* Exercise materials
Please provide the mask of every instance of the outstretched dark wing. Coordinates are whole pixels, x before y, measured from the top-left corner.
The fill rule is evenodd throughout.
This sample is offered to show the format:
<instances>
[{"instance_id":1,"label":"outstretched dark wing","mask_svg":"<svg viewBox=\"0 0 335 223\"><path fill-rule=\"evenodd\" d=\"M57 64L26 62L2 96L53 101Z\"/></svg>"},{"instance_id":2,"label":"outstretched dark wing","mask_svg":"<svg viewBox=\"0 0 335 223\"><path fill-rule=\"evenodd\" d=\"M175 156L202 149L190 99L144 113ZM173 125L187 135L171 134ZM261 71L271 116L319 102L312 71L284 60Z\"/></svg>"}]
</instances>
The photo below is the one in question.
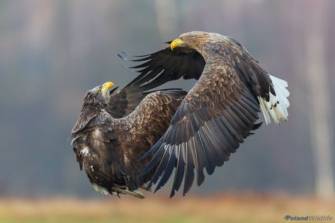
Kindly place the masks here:
<instances>
[{"instance_id":1,"label":"outstretched dark wing","mask_svg":"<svg viewBox=\"0 0 335 223\"><path fill-rule=\"evenodd\" d=\"M244 138L260 125L255 124L260 112L259 103L241 80L234 62L226 55L226 47L220 44L208 47L213 54L200 78L179 106L166 132L147 154L155 152L143 173L159 164L151 181L158 182L156 190L166 183L176 168L171 196L183 181L183 194L190 190L194 169L197 183L201 185L203 168L212 174L215 166L227 161Z\"/></svg>"},{"instance_id":2,"label":"outstretched dark wing","mask_svg":"<svg viewBox=\"0 0 335 223\"><path fill-rule=\"evenodd\" d=\"M157 91L150 91L160 84L152 83L149 85L141 86L137 79L132 80L121 89L113 88L108 103L108 112L115 118L126 117L132 113L140 103L149 93ZM179 90L175 88L160 89L159 91Z\"/></svg>"},{"instance_id":3,"label":"outstretched dark wing","mask_svg":"<svg viewBox=\"0 0 335 223\"><path fill-rule=\"evenodd\" d=\"M119 57L131 62L144 62L130 68L138 69L137 72L140 73L134 83L150 88L182 76L184 79L198 80L205 64L200 54L187 47L178 47L171 50L168 47L150 55L136 56L140 57L136 59L127 59L127 57L131 56L125 54L119 55ZM146 83L151 80L150 83Z\"/></svg>"}]
</instances>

* Task instructions
Copy out the records again, substituting "integer pixels" for "whole pixels" and leaving everything else as it stands. Leave the picture out of your copy.

* Result
Please provide the mask of every instance of the outstretched dark wing. Coordinates are integer pixels, x before y, measured from the top-left corner.
The fill rule is evenodd throughout.
This sample is offered to show the format:
<instances>
[{"instance_id":1,"label":"outstretched dark wing","mask_svg":"<svg viewBox=\"0 0 335 223\"><path fill-rule=\"evenodd\" d=\"M57 64L26 62L2 96L53 101Z\"/></svg>"},{"instance_id":2,"label":"outstretched dark wing","mask_svg":"<svg viewBox=\"0 0 335 223\"><path fill-rule=\"evenodd\" d=\"M175 156L202 149L190 99L144 113ZM173 125L187 135L171 134ZM261 71L271 116L319 102L312 71L284 60Z\"/></svg>"}]
</instances>
The photo below is the one in question.
Kindly place the masks here:
<instances>
[{"instance_id":1,"label":"outstretched dark wing","mask_svg":"<svg viewBox=\"0 0 335 223\"><path fill-rule=\"evenodd\" d=\"M244 138L260 125L255 124L260 112L259 103L241 80L234 62L226 55L226 47L220 44L208 47L213 54L200 78L179 106L166 132L147 154L155 152L143 173L159 164L151 181L158 182L156 190L166 183L176 168L171 196L183 181L183 194L190 190L194 169L197 183L201 185L203 168L212 174L215 166L227 161Z\"/></svg>"},{"instance_id":2,"label":"outstretched dark wing","mask_svg":"<svg viewBox=\"0 0 335 223\"><path fill-rule=\"evenodd\" d=\"M157 91L150 91L160 84L152 83L149 85L141 86L137 79L132 80L121 89L113 88L108 103L108 112L115 118L126 117L132 113L140 103L149 93ZM179 90L175 88L160 89L159 91Z\"/></svg>"},{"instance_id":3,"label":"outstretched dark wing","mask_svg":"<svg viewBox=\"0 0 335 223\"><path fill-rule=\"evenodd\" d=\"M119 57L131 62L144 62L130 68L138 69L137 72L140 73L134 83L150 88L182 76L184 79L198 80L205 64L200 54L187 47L178 47L171 50L168 47L150 55L136 56L140 57L136 59L127 59L127 57L131 56L125 54L119 55ZM146 83L151 80L150 83Z\"/></svg>"}]
</instances>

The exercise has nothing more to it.